— Start of Material to process —

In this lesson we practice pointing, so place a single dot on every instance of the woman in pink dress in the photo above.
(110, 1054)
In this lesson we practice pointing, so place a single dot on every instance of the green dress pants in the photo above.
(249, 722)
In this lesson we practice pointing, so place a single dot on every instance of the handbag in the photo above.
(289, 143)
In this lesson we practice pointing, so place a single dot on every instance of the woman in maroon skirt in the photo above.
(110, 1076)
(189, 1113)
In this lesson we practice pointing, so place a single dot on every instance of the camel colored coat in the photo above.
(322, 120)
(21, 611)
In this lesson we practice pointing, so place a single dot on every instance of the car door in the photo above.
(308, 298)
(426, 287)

— End of Material to process —

**Direction**. Each line of the material should be duplicated exactly, please.

**Written response**.
In this lesson we practice pointing, so place a single dot on every instance of the woman in pink dress in the photo above.
(110, 1054)
In this lesson we practice pointing, so place a single dot on every instance of the green dress pants in the photo above.
(249, 722)
In this lesson we practice pointing, so place a single dot on every instance of the handbag in the photo above.
(289, 143)
In this lesson we practice pointing, so place a single dot on every instance of the woman in maroon skirt in the photo above.
(110, 1076)
(189, 1113)
In this lesson we practice pointing, so place a single dot on every instance of the camel colored coat in the photo above.
(322, 120)
(21, 611)
In this lesson we practice pointing, so place a single dot on every instance of the car door in the photo above.
(308, 298)
(426, 287)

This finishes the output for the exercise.